[Dataset excerpts]
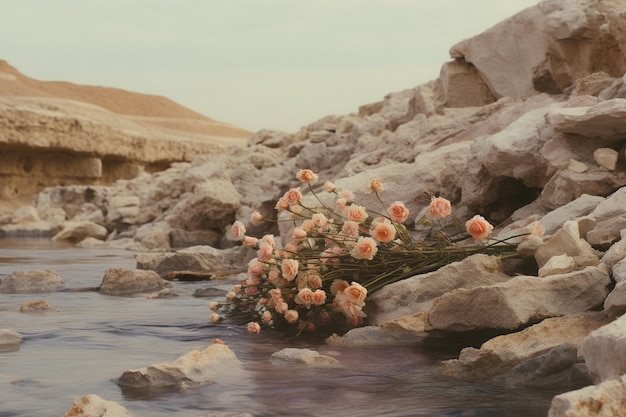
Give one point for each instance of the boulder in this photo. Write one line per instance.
(604, 120)
(502, 354)
(211, 206)
(567, 242)
(604, 351)
(94, 406)
(296, 356)
(417, 293)
(193, 369)
(406, 330)
(578, 207)
(519, 301)
(74, 232)
(36, 306)
(604, 400)
(120, 281)
(35, 281)
(9, 337)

> _EXERCISE_: Retype all records exactly as shown above, images excluded.

> _WRITTEN ANSWER_:
Give one point for each instance of the boulder in this photo. Write one line per instance.
(604, 120)
(502, 354)
(211, 206)
(567, 242)
(604, 351)
(94, 406)
(296, 356)
(417, 293)
(193, 369)
(406, 330)
(578, 207)
(519, 301)
(74, 232)
(36, 306)
(604, 400)
(120, 281)
(35, 281)
(9, 337)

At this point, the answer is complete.